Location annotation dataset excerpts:
_ _ _ _ _ _ _
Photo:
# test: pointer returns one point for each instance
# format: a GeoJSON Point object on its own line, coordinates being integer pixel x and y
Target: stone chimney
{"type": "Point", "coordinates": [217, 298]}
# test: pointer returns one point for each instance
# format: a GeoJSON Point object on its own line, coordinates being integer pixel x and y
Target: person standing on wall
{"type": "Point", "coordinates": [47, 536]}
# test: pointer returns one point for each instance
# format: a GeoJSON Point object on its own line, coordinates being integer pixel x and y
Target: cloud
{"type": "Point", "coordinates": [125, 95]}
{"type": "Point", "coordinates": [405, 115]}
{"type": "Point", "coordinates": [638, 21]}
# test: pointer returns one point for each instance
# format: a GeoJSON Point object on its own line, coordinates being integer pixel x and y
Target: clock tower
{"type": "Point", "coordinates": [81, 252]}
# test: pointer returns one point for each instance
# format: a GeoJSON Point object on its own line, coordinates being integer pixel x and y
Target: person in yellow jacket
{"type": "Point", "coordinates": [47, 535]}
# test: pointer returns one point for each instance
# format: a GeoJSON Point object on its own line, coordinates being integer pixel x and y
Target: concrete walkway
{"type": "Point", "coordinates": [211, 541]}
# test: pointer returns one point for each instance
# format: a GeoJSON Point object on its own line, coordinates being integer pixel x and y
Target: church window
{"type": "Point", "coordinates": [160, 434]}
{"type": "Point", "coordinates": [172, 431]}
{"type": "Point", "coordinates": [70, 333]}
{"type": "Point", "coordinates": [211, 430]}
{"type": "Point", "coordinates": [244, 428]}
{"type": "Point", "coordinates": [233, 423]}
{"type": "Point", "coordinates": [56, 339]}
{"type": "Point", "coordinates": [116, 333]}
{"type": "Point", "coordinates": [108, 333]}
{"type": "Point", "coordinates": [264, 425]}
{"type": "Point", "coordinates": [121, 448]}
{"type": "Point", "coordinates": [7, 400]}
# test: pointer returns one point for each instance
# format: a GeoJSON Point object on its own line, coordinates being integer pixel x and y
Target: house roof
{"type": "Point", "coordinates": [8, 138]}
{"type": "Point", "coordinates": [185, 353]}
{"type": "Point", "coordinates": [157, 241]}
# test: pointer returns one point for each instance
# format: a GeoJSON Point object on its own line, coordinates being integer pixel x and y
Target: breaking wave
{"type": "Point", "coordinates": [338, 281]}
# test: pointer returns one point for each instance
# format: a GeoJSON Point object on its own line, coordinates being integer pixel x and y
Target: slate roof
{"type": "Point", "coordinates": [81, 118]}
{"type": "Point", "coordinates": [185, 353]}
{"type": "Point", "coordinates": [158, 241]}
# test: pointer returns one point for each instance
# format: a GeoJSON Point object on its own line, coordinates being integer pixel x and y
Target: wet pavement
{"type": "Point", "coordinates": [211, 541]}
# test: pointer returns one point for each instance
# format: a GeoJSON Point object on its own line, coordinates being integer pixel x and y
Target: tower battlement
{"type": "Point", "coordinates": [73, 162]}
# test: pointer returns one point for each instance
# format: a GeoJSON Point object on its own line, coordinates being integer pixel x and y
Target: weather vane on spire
_ _ _ _ _ _ _
◆ **Set task**
Return the lines above exactly, keeping every word.

◆ **Written answer**
Photo:
# test: pointer returns one point for each instance
# format: a GeoJSON Point object on its own line, coordinates being integer pixel x and y
Target: stone chimney
{"type": "Point", "coordinates": [217, 298]}
# test: pointer returns one point for each instance
# format: a GeoJSON Point object on its own line, coordinates being integer pixel x and y
Target: person standing on wall
{"type": "Point", "coordinates": [47, 536]}
# test: pointer returns one point for each instance
# format: a GeoJSON Point object on its own line, coordinates being integer pixel x and y
Target: cloud
{"type": "Point", "coordinates": [125, 95]}
{"type": "Point", "coordinates": [405, 115]}
{"type": "Point", "coordinates": [638, 21]}
# test: pointer returns one point for each instance
# format: a GeoJSON Point object on its own line, coordinates being integer pixel x and y
Target: clock tower
{"type": "Point", "coordinates": [81, 252]}
# test: pointer returns one point for each instance
# format: a GeoJSON Point object on its own line, coordinates being integer pixel x and y
Target: person in yellow jacket
{"type": "Point", "coordinates": [47, 535]}
# test: pointer returns one point for each instance
# format: a GeoJSON Point object on its own line, coordinates being integer pixel x and y
Target: concrete walkway
{"type": "Point", "coordinates": [211, 541]}
# test: pointer returns one point for each instance
# format: a GeoJSON Point object on its own line, coordinates being integer pixel x and y
Target: church window
{"type": "Point", "coordinates": [160, 434]}
{"type": "Point", "coordinates": [172, 431]}
{"type": "Point", "coordinates": [70, 333]}
{"type": "Point", "coordinates": [211, 430]}
{"type": "Point", "coordinates": [244, 428]}
{"type": "Point", "coordinates": [233, 423]}
{"type": "Point", "coordinates": [56, 339]}
{"type": "Point", "coordinates": [116, 333]}
{"type": "Point", "coordinates": [108, 333]}
{"type": "Point", "coordinates": [264, 425]}
{"type": "Point", "coordinates": [121, 448]}
{"type": "Point", "coordinates": [7, 400]}
# test: pointer returns one point for each instance
# format: a GeoJSON Point object on its own line, coordinates being integer pixel x and y
Target: house roof
{"type": "Point", "coordinates": [8, 138]}
{"type": "Point", "coordinates": [185, 353]}
{"type": "Point", "coordinates": [157, 241]}
# test: pointer returns one point for each instance
# format: a GeoJSON Point object on its own line, coordinates being integer pixel x and y
Target: breaking wave
{"type": "Point", "coordinates": [338, 281]}
# test: pointer returns one point for each instance
# format: a GeoJSON Point object on its own line, coordinates being integer pixel x and y
Target: slate roof
{"type": "Point", "coordinates": [81, 118]}
{"type": "Point", "coordinates": [185, 353]}
{"type": "Point", "coordinates": [158, 241]}
# test: pointer returns one point for each instance
# format: a GeoJSON Point object on its own line, coordinates being integer pixel x and y
Target: wet pavement
{"type": "Point", "coordinates": [211, 541]}
# test: pointer returns one point for each instance
# format: a GeoJSON Point object on its own line, coordinates being integer pixel x and y
Target: tower battlement
{"type": "Point", "coordinates": [73, 162]}
# test: pointer returns one point for each instance
# format: a GeoJSON Point object on its own line, coordinates being integer pixel x and y
Target: weather vane on spire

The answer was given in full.